* **TEXT PASSAGE**:

Dr. Monheit also tapes the face to remind the patient to restrain from facial motion.

Of the barbed threads available on the market today, Contour Threads (Surgical Specialties Corporation) seem to be the most popular in terms of durability and positive cosmetic outcome, according to one specialist.

"The Contour Thread can effectively elevate sagging tissues like the brows, cheeks and midfacial areas and easily reposition the mass and volume in these structures. They can be used to reshape the brow to create a prettier arch, as well as soften the appearance of jowling," says Gary D. Monheit, M.D., associate clinical professor of the departments of dermatology and ophthalmology at the University of Alabama, Birmingham, Ala.

Dr. Monheit says one of the key points that sets the Contour Thread apart from other threads on the market is its unique barbed design, providing an optimum holding and breaking strength not seen with other threads.

Approved by the Food and Drug Administration (FDA), the Contour Thread has needles attached to the suture materials for ease and convenience and a longer thread length for greater control and lifting. Another major benefit is its clear polypropylene material, which is not visible in light-skinned patients.

Saved data entries:
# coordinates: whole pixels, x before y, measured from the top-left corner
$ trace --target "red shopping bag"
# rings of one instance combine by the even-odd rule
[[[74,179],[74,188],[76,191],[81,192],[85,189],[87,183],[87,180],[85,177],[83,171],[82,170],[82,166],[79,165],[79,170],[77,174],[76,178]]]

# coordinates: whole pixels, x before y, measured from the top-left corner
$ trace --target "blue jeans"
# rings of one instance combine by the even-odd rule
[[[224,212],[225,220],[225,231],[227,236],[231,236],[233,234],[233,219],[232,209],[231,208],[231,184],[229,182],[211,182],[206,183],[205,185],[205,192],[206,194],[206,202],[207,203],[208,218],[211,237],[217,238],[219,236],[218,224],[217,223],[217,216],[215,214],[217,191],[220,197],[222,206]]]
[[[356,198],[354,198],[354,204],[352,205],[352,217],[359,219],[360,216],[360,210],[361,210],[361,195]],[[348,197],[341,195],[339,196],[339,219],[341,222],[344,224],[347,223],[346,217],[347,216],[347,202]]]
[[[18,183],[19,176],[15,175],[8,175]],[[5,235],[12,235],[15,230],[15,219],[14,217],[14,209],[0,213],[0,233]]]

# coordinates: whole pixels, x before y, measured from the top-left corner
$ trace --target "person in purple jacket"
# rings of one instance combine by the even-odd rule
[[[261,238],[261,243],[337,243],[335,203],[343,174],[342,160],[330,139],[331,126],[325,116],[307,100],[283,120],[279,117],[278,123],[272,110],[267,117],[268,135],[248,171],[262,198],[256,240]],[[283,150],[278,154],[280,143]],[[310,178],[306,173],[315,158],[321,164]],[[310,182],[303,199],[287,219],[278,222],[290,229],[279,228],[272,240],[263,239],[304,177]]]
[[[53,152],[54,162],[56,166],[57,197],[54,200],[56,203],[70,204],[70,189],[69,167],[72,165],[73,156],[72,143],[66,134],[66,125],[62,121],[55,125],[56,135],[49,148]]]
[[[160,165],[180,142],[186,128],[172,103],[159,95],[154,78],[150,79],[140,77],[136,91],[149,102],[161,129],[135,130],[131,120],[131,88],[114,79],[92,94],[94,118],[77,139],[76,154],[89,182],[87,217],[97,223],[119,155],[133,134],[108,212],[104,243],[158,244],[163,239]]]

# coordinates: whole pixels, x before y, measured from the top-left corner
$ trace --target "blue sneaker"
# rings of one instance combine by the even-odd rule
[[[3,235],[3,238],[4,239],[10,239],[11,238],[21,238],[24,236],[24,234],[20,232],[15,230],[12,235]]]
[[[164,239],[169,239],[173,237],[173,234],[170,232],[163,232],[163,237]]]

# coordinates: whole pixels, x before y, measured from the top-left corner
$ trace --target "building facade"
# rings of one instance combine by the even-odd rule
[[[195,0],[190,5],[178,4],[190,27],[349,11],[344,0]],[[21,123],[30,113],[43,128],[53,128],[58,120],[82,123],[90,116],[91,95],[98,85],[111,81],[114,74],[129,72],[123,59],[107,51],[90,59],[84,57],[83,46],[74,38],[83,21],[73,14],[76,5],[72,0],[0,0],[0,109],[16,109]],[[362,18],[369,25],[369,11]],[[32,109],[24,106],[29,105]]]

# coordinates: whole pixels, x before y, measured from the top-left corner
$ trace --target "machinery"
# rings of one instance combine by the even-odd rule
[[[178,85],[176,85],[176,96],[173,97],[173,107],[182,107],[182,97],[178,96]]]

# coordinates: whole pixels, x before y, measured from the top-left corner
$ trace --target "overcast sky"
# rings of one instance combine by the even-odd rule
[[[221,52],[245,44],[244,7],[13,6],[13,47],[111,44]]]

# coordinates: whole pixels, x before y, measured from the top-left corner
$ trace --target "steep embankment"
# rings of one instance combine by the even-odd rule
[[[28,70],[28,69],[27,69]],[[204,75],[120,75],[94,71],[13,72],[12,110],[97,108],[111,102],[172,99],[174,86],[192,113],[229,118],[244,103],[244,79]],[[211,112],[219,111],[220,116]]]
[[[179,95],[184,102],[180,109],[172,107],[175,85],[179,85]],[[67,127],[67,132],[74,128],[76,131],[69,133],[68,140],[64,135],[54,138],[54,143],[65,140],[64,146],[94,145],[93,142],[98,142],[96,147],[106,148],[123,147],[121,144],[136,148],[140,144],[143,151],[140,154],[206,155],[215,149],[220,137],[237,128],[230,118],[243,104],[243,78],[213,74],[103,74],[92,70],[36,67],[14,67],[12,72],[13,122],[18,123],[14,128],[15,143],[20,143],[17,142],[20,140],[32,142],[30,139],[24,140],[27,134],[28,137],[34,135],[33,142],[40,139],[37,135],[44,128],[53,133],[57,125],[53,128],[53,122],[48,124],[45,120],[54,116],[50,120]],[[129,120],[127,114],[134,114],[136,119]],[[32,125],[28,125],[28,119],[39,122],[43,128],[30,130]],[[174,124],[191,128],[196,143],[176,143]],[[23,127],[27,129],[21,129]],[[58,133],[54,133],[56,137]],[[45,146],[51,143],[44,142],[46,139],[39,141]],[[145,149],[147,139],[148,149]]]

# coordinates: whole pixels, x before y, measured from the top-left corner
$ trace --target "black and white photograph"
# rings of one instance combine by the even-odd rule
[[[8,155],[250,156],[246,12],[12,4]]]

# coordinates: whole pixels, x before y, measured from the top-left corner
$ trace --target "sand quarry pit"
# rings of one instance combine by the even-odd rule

* **ACTIONS TO TAKE**:
[1] In the Contour Thread passage, what material is the Contour Thread made of?
[2] State whether each statement agrees with the Contour Thread passage, and quote the deciding words: (a) Dr. Monheit tapes the face to remind the patient to restrain from facial motion. (b) The Contour Thread has a shorter thread length than other threads. (c) The Contour Thread has been approved by the Food and Drug Administration.
[3] Write what comes next in the Contour Thread passage, picking up after its last sentence.

* **TASK-BY-TASK ANSWERS**:
[1] Clear polypropylene.

[2]
(a) Yes: "Dr. Monheit also tapes the face to remind the patient to restrain from facial motion."
(b) No: "a longer thread length for greater control and lifting"
(c) Yes: "Approved by the Food and Drug Administration (FDA), the Contour Thread has needles attached to the suture materials"

[3]
Comparing competitors

Aptos threads use three pathways to direct the threads through the subcutaneous tissue and SMAS of the midface to lift the malar fat pad and nasolabial fold.

According to Dr. Monheit, Aptos threads, which are not FDA- approved, have several disadvantages compared to the Contour Threads. He says the Aptos threads are free-floating, which may lead to unwanted thread migration; there can be thread splitting; and the longevity and tensile strength of the thread can be questionable.

The Articulus CT400 (the next generation of the Contour Thread) is the first knotless, fixated barbed suture that combines two unidirectional threads to elevate and fixate sagging facial tissue. Its new and improved suture technology boasts a reduction in procedural time and increases holding strength in the tissues. This thread is designed to complement the Contour Threads as an adjunct lifting procedure.

Thinking through the procedure

Dr. Monheit says that when marking the face of the patient just prior to the Contour Thread procedure, it is crucial to decide on the direction of elevation and visualize the result while palpating the skin.

The surgeon should plan from a fixed to a mobile area for optimal results, and also demonstrate to the patient the plan of the procedure.

"Advancing the Contour Thread is a simple four-step procedure consisting of incision, deployment of Contour Threads, the fixation of the proximal suture and suspension and then careful and purposeful contouring of the tissue," Dr. Monheit explains.

He adds that immediately postop, the patient will likely experience some swelling, redness, bruising, discomfort, tightness and pulling. These side effects are more or less expected but are mild and fortunately short-lived.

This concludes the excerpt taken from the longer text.